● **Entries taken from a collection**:
===============
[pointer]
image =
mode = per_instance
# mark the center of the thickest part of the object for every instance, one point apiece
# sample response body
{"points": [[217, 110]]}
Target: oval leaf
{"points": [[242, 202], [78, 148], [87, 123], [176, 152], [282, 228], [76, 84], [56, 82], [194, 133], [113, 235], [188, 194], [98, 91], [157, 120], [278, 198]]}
===============
Can you switch "thickest" to "widest" in the lines above, leaving everything else as it is?

[pointer]
image =
mode = per_instance
# mark the center of the widest part of the object for every instance, one point apiece
# sample response body
{"points": [[217, 110]]}
Target: oval leaf
{"points": [[242, 202], [78, 148], [87, 123], [176, 152], [282, 228], [76, 84], [56, 82], [194, 133], [113, 235], [188, 194], [98, 91], [157, 120], [278, 198]]}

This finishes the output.